We're told that a miniature roulette wheel is divided into 10 equal sectors, each bearing a distinct integer from 1 to 10, inclusive. Each time the wheel is spun, a ball randomly determines the winning sector by settling in that sector and the wheel is spun three times. We're asked for the approximate probability that the PRODUCT of the three winning sectors’ integers will be even. This question is based on a few Number Properties and can be solved in a couple of different ways, depending on how you want to organize your work.

STATED GOAL 1 = Select every line of the listing below that contains the string "petal".

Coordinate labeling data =

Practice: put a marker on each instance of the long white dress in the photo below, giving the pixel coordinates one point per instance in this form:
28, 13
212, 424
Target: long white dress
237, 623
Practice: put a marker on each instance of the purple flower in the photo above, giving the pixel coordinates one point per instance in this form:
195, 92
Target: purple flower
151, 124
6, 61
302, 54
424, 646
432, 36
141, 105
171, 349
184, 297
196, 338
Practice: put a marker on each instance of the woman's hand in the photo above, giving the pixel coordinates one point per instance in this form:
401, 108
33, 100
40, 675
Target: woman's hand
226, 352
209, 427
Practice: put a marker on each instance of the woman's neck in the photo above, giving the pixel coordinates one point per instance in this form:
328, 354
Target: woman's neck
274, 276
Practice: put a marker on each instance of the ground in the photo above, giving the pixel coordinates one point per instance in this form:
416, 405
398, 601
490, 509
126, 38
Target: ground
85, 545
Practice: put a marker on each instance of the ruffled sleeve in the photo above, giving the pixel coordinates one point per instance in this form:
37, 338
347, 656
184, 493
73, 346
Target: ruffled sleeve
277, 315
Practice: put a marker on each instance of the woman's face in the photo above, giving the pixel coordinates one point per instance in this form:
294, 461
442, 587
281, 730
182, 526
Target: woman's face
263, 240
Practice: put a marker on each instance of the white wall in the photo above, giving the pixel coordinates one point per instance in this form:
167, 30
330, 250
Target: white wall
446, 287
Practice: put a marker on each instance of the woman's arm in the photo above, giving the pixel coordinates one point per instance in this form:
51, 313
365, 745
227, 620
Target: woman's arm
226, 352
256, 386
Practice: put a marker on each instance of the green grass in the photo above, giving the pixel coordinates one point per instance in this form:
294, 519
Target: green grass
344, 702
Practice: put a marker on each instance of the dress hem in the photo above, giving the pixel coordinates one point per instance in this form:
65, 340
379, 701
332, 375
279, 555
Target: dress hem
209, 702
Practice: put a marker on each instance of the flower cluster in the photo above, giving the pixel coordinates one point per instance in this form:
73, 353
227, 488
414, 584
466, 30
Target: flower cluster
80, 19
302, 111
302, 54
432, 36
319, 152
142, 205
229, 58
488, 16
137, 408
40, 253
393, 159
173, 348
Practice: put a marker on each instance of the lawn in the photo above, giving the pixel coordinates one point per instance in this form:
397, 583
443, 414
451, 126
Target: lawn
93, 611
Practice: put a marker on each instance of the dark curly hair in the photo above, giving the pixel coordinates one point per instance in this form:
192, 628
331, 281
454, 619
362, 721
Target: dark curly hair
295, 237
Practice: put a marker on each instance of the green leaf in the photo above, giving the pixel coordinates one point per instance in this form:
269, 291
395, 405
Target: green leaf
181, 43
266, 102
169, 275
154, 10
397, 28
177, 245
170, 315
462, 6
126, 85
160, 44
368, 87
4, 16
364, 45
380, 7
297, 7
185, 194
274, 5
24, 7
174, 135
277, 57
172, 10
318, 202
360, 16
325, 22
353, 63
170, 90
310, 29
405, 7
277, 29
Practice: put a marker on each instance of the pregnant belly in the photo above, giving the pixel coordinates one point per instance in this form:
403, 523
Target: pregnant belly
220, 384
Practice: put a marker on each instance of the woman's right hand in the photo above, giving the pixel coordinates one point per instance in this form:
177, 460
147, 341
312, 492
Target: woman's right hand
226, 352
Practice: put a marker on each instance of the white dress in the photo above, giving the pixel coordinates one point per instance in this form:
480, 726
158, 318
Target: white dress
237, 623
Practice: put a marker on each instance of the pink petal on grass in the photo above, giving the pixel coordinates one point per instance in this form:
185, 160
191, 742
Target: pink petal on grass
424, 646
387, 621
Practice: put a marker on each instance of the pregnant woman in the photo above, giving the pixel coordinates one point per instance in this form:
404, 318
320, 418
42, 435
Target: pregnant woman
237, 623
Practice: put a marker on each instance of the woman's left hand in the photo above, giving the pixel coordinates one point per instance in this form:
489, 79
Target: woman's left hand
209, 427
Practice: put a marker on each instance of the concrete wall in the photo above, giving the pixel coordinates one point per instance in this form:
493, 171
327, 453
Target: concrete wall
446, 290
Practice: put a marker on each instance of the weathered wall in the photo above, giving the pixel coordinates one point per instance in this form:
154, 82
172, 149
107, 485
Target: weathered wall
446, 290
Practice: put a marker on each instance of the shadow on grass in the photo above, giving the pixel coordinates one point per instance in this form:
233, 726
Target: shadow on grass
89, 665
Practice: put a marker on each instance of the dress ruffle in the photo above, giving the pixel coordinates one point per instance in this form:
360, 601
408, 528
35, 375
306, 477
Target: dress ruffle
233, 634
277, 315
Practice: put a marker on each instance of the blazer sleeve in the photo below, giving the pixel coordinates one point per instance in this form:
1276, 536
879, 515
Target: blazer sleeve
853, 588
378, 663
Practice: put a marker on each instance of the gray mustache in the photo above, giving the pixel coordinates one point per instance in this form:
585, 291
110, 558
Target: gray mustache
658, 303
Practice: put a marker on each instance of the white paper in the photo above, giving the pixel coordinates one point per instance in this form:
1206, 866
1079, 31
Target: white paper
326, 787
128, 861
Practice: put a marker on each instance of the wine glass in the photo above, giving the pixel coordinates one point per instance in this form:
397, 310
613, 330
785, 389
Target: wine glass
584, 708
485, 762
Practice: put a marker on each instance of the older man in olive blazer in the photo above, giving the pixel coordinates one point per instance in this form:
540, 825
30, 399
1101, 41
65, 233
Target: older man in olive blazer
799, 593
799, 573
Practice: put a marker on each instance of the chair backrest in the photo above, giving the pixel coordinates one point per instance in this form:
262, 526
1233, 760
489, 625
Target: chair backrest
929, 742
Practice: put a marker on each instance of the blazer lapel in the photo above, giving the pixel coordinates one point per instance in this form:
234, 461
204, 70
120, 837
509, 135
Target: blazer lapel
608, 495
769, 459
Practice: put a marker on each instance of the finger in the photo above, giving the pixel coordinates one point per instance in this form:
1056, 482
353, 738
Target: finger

STATED GOAL 2 = For each of the following statements, state yes or no to indicate whether it agrees with the roulette passage, and quote the words of the passage that decide it. (a) The wheel is divided into 10 equal sectors, each bearing a different integer from 1 to 10. (b) The wheel is spun four times. (c) The question asks for the probability that the sum of the three winning integers will be even.

EXERCISE OUTPUT 1 =
Practice: put a marker on each instance of the pink petal on grass in the photo above, giving the pixel coordinates one point per instance in this form:
Target: pink petal on grass

EXERCISE OUTPUT 2 =
(a) Yes: "divided into 10 equal sectors, each bearing a distinct integer from 1 to 10, inclusive"
(b) No: "the wheel is spun three times"
(c) No: "the PRODUCT of the three winning sectors’ integers will be even"